_How to complete this task_
Return, exactly and in full, the lines of the records below starting at the one with "Target: tile roof" and ending at the one with "cluster using the picture above.", and no other lines.

[Collected data entries]
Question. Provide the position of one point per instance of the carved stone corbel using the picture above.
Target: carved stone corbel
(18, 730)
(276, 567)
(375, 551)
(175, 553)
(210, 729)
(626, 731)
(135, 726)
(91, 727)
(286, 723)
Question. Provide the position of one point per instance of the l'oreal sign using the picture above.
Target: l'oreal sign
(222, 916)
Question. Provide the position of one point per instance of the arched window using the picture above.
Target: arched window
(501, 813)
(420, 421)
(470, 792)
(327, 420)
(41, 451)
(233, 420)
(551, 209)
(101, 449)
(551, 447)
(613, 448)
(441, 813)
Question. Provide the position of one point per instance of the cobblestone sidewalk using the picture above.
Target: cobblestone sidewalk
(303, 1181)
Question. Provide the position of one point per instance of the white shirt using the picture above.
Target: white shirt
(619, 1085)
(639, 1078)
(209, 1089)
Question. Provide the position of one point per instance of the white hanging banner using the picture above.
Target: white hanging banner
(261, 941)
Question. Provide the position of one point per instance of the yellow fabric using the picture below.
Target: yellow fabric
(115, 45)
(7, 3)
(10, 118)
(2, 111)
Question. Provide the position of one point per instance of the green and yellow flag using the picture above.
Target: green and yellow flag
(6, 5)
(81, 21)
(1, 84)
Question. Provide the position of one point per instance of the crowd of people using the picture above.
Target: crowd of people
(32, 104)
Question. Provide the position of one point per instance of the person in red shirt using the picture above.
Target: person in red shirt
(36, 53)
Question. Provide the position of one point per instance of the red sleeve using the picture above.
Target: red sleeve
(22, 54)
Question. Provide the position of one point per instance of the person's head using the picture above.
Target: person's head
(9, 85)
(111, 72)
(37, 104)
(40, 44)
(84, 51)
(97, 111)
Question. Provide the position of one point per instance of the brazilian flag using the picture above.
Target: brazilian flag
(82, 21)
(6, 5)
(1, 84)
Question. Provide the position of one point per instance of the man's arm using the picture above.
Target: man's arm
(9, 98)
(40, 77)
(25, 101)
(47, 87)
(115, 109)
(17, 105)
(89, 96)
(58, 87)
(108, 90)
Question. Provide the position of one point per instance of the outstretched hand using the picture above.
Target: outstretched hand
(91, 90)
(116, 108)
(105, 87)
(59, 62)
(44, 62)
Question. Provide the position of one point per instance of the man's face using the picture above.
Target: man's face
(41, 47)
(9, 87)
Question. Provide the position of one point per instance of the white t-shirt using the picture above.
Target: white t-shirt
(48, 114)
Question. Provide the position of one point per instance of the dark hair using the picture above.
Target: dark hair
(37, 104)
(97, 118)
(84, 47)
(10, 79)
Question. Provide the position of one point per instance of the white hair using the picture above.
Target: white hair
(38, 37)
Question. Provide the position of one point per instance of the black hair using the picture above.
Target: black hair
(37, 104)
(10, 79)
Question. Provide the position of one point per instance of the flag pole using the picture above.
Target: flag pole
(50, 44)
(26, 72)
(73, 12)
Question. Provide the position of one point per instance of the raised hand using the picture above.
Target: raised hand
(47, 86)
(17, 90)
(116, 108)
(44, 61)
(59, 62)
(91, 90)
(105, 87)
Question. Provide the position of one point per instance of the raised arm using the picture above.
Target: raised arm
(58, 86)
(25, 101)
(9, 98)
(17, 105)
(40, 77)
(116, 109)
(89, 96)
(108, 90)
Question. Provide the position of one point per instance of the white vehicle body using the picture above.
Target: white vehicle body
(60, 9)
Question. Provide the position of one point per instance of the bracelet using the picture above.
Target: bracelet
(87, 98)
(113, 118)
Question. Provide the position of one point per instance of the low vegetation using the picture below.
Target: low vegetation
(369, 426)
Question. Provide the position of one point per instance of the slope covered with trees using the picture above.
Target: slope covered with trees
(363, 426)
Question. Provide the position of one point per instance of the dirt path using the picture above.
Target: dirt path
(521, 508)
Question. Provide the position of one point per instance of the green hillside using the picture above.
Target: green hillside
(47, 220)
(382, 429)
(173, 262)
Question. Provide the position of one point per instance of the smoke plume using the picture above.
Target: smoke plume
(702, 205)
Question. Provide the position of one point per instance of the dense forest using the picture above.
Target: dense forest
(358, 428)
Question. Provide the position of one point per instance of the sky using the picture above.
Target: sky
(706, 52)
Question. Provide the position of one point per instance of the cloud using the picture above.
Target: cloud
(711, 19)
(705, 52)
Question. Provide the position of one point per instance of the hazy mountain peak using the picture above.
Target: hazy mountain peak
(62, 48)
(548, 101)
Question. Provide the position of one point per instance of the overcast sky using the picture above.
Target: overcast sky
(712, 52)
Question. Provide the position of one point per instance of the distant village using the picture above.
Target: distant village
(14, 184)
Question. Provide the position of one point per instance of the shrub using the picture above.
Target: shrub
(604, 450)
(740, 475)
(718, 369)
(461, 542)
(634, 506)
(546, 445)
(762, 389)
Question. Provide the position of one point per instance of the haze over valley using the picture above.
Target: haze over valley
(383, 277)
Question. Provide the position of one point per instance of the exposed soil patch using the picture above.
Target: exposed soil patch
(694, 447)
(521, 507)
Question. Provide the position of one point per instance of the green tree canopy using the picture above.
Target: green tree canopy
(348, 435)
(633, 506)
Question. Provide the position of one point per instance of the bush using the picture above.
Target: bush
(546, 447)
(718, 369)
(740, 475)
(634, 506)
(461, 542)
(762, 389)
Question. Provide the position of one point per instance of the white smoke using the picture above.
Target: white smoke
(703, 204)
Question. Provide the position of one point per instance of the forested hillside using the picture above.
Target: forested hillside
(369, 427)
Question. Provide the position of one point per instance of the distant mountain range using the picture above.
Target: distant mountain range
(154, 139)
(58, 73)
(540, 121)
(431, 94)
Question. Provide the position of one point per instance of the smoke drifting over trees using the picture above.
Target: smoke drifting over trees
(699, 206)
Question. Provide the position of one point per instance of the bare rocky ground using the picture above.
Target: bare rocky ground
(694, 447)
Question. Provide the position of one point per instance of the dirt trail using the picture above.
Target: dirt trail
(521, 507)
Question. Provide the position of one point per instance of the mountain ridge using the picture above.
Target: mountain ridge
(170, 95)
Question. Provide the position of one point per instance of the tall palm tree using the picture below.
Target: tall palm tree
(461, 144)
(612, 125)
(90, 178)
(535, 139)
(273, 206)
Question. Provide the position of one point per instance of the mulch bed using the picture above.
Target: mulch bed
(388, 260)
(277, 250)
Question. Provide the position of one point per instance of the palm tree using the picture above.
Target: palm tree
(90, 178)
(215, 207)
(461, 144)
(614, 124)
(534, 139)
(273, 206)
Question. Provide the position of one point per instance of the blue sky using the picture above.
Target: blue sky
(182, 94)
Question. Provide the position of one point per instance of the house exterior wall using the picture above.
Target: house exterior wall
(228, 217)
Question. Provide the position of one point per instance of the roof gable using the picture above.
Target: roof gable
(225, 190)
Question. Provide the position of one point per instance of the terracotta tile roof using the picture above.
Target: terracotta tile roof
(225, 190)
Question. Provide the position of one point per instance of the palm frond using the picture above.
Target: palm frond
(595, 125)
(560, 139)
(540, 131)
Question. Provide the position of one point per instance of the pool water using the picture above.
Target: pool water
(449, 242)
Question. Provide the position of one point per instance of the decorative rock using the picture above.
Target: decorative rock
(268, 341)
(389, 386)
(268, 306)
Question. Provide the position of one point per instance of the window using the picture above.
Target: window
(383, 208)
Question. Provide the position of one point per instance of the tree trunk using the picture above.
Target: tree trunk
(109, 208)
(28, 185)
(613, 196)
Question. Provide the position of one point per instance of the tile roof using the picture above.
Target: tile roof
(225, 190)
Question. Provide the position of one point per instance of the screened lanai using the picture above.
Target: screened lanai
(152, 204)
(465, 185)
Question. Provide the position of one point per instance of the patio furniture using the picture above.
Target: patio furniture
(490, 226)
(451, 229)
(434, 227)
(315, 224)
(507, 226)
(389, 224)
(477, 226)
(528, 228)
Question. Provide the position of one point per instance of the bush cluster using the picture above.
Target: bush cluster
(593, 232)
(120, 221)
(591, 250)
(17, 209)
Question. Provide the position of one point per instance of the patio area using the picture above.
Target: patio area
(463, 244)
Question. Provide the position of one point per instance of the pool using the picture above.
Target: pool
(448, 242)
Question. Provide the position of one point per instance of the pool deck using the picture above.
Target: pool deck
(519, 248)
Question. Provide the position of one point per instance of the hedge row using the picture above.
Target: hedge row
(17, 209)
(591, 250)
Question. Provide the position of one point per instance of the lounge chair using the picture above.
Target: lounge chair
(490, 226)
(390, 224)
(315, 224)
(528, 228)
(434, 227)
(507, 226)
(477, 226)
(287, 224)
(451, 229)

_Response box_
Target: tile roof
(225, 190)
Question. Provide the position of one point per instance of the screened lanai using the picture above.
Target: screened lanai
(152, 204)
(465, 185)
Question. Provide the position of one point per instance of the patio furniture using the picture above.
Target: patio furniture
(490, 226)
(451, 229)
(434, 227)
(315, 224)
(507, 226)
(389, 224)
(477, 226)
(528, 228)
Question. Provide the position of one point per instance of the bush cluster using the picture above.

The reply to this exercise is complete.